▶ _AIM_:
Locate each line in the material below that contains the string "sandal", and copy every such line.

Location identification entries
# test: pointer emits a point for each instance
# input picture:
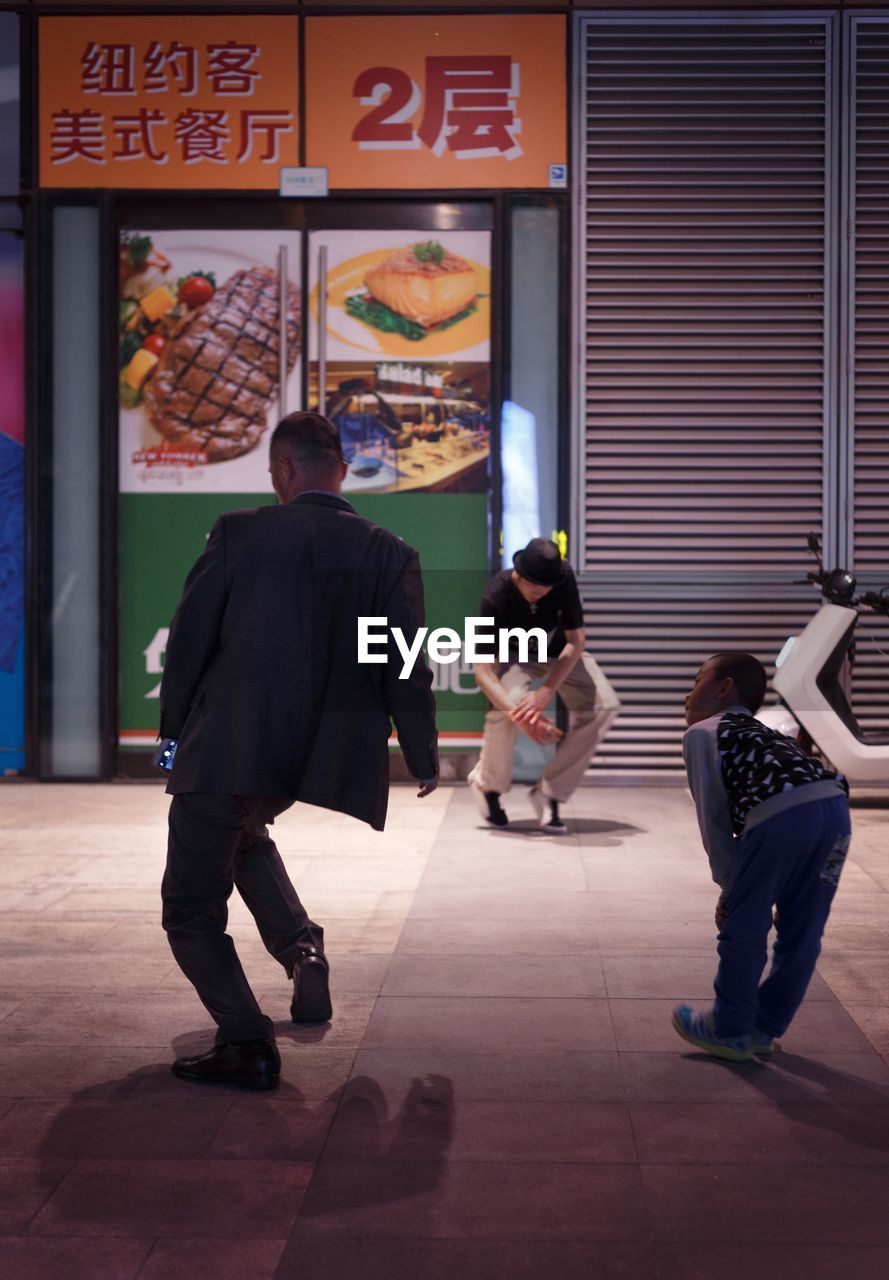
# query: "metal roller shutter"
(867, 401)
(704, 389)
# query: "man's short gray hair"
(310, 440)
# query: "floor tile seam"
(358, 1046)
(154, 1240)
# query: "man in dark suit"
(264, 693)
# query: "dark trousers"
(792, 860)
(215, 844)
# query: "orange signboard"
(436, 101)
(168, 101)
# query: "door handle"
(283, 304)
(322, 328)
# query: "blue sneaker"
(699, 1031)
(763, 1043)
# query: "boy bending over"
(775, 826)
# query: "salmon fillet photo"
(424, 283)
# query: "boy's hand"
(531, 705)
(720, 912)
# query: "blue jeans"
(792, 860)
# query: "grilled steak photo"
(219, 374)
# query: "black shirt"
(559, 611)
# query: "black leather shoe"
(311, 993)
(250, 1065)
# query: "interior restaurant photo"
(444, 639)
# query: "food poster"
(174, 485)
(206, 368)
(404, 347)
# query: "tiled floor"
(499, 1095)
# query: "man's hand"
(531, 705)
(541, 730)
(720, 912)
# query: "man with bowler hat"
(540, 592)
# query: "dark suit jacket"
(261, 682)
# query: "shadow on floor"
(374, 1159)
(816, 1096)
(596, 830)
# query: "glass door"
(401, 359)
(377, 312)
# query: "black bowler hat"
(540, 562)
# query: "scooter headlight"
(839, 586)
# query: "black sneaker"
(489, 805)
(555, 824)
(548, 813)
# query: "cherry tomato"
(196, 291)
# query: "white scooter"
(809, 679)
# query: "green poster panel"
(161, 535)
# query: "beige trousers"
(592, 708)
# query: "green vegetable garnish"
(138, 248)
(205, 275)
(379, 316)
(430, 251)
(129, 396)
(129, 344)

---

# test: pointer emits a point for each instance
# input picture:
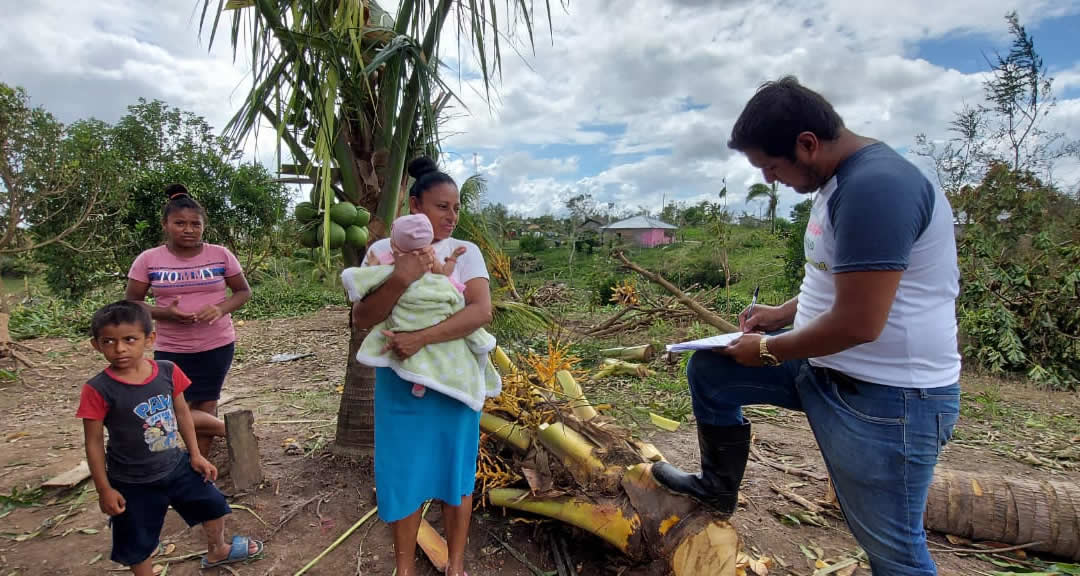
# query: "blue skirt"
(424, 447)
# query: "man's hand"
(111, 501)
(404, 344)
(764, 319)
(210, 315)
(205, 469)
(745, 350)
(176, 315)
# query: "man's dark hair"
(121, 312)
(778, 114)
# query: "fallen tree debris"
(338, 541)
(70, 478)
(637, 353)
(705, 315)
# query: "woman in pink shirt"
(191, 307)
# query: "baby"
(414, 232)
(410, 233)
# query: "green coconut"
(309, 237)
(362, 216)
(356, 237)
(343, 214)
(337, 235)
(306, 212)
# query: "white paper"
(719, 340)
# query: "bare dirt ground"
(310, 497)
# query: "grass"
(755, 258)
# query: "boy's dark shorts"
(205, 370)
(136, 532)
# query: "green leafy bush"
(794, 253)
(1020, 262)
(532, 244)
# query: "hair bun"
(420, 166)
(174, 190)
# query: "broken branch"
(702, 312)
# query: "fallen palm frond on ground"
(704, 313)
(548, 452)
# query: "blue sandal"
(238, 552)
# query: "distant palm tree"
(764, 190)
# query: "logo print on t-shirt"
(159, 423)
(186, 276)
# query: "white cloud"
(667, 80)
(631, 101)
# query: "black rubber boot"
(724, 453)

---

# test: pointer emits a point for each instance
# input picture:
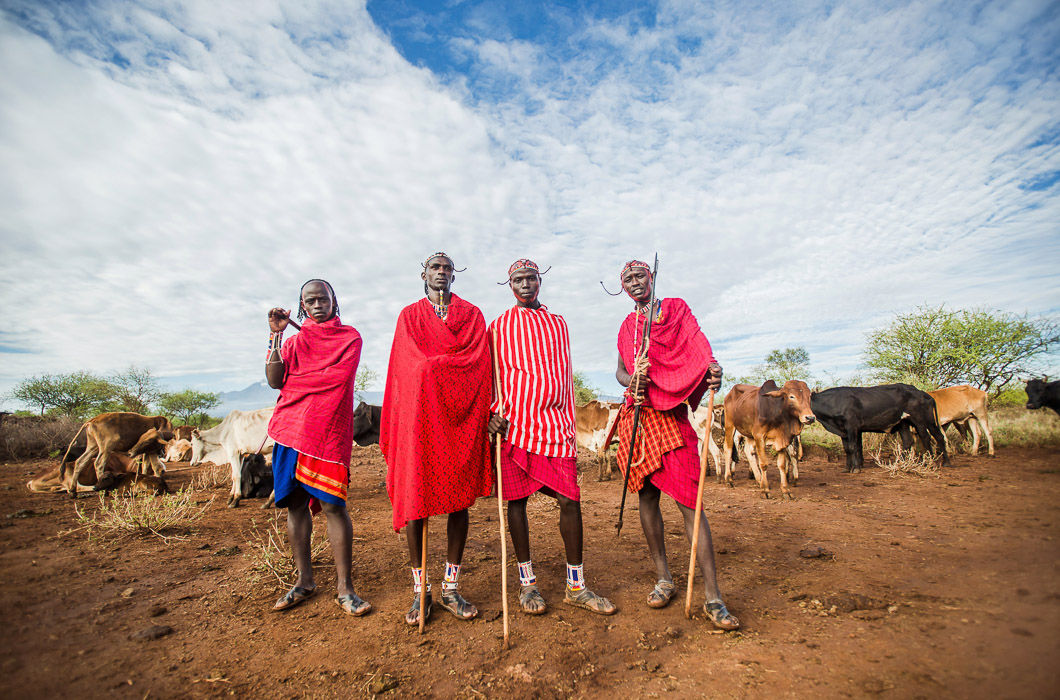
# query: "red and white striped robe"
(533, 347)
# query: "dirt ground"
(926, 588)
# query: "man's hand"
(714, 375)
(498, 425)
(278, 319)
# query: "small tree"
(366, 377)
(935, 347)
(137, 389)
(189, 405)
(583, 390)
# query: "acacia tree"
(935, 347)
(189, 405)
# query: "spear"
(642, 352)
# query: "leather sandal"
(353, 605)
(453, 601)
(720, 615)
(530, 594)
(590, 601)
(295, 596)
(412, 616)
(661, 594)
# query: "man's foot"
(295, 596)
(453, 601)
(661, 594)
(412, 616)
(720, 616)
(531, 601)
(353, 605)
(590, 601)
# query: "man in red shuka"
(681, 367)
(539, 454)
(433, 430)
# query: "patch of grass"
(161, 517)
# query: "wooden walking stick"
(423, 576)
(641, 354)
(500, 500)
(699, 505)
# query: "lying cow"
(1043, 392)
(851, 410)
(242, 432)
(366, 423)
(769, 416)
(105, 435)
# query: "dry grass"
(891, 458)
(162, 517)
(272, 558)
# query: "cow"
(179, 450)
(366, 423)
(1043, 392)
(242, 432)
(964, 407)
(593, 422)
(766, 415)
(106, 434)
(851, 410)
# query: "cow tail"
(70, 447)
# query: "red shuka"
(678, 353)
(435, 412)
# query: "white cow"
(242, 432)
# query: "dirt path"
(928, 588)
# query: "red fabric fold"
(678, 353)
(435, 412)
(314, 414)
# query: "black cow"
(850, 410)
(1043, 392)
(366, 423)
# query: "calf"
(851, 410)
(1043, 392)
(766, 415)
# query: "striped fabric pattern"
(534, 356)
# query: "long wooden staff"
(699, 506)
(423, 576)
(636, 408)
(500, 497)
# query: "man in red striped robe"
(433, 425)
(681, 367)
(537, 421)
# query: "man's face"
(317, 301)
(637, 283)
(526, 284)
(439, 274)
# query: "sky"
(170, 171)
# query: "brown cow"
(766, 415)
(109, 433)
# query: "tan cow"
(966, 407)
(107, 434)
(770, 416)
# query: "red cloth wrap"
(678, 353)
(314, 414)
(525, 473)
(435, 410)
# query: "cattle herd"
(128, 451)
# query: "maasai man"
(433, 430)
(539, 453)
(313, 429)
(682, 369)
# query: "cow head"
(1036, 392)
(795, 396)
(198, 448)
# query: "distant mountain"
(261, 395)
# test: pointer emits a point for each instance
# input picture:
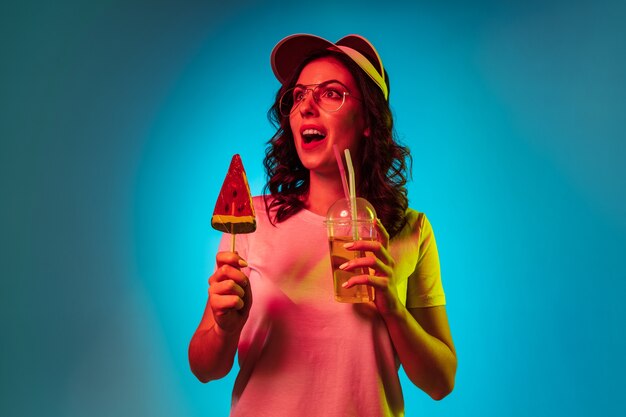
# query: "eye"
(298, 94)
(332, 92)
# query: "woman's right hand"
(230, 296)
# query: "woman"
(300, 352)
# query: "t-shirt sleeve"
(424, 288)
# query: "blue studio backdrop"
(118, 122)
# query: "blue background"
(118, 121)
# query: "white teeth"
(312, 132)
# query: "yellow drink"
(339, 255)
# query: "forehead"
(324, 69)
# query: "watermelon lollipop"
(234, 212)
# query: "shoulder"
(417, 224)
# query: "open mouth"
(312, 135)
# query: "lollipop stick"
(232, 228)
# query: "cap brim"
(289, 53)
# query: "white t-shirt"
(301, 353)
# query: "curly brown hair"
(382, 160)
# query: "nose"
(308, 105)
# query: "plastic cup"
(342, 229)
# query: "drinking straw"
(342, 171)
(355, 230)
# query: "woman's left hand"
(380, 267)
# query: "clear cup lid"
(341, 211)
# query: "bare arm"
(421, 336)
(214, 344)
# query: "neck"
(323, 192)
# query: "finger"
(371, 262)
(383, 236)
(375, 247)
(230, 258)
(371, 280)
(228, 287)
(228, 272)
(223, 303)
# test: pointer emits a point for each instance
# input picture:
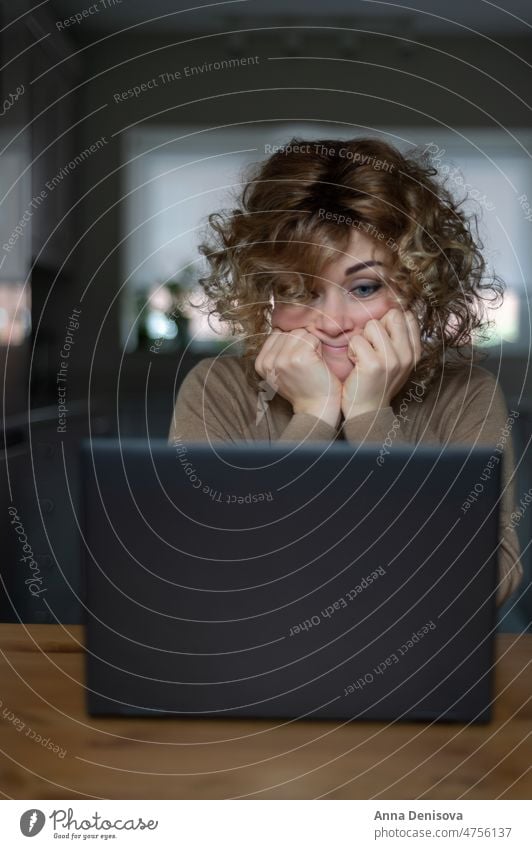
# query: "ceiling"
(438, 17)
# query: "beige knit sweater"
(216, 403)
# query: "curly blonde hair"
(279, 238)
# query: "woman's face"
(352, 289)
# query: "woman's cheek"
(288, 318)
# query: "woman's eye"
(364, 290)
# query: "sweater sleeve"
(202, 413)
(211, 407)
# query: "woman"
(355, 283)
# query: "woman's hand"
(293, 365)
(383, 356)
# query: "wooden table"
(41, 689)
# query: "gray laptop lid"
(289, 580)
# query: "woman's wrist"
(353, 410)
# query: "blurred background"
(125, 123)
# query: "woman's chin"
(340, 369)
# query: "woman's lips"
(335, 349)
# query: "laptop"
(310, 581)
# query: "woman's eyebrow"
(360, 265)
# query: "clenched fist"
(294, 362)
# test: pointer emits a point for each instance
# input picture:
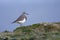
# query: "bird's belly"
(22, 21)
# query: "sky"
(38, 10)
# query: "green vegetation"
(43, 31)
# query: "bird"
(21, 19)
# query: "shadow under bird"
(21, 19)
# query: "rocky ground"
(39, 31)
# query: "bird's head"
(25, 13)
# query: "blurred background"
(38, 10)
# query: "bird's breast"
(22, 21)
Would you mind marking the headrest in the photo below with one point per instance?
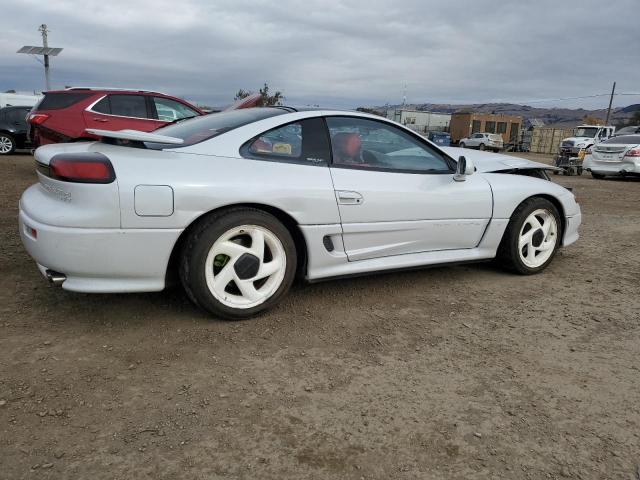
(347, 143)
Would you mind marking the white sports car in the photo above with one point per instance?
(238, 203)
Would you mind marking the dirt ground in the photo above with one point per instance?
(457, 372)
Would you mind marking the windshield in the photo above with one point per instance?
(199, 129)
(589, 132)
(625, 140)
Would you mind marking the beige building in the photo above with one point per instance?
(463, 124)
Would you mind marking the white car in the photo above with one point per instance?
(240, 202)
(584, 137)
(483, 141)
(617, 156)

▶ _EXERCISE OUTPUT_:
# query: "blue sandal"
# query: "leather sandal"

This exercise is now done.